[Collection entries]
______________________________

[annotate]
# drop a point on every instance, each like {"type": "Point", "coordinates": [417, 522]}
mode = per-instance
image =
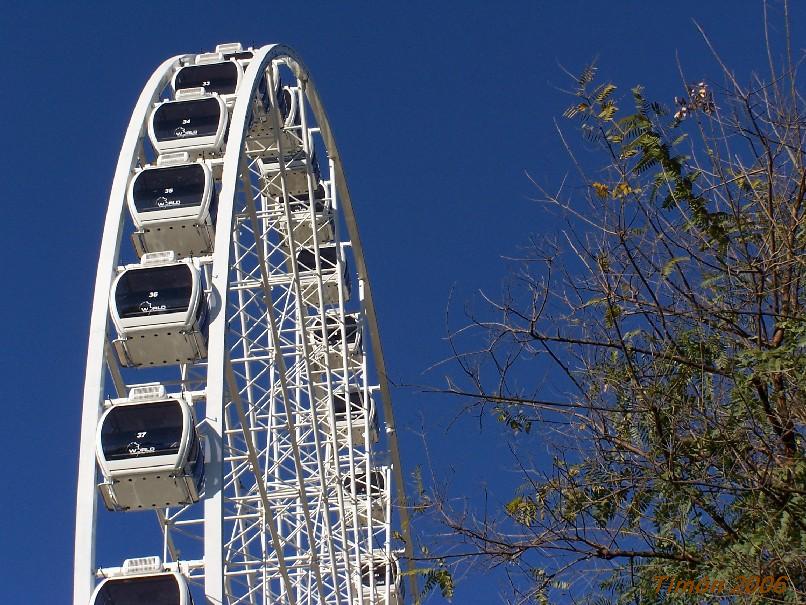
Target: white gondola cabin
{"type": "Point", "coordinates": [149, 451]}
{"type": "Point", "coordinates": [173, 205]}
{"type": "Point", "coordinates": [213, 73]}
{"type": "Point", "coordinates": [160, 312]}
{"type": "Point", "coordinates": [353, 417]}
{"type": "Point", "coordinates": [336, 340]}
{"type": "Point", "coordinates": [377, 488]}
{"type": "Point", "coordinates": [195, 122]}
{"type": "Point", "coordinates": [381, 576]}
{"type": "Point", "coordinates": [154, 588]}
{"type": "Point", "coordinates": [334, 274]}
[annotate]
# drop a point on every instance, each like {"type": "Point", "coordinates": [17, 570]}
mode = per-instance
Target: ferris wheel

______________________________

**Requirement:** Transcribe the listing above verbatim. Omit the pictures.

**Output below:**
[annotate]
# drop a point on every instance, each like {"type": "Point", "coordinates": [417, 522]}
mode = per-instance
image =
Target: white gondola cabin
{"type": "Point", "coordinates": [149, 451]}
{"type": "Point", "coordinates": [173, 205]}
{"type": "Point", "coordinates": [213, 73]}
{"type": "Point", "coordinates": [160, 312]}
{"type": "Point", "coordinates": [353, 417]}
{"type": "Point", "coordinates": [336, 340]}
{"type": "Point", "coordinates": [377, 488]}
{"type": "Point", "coordinates": [195, 122]}
{"type": "Point", "coordinates": [381, 576]}
{"type": "Point", "coordinates": [154, 588]}
{"type": "Point", "coordinates": [334, 274]}
[annotate]
# drop a point on every instance, each like {"type": "Point", "coordinates": [17, 570]}
mode = per-instance
Target: ferris wheel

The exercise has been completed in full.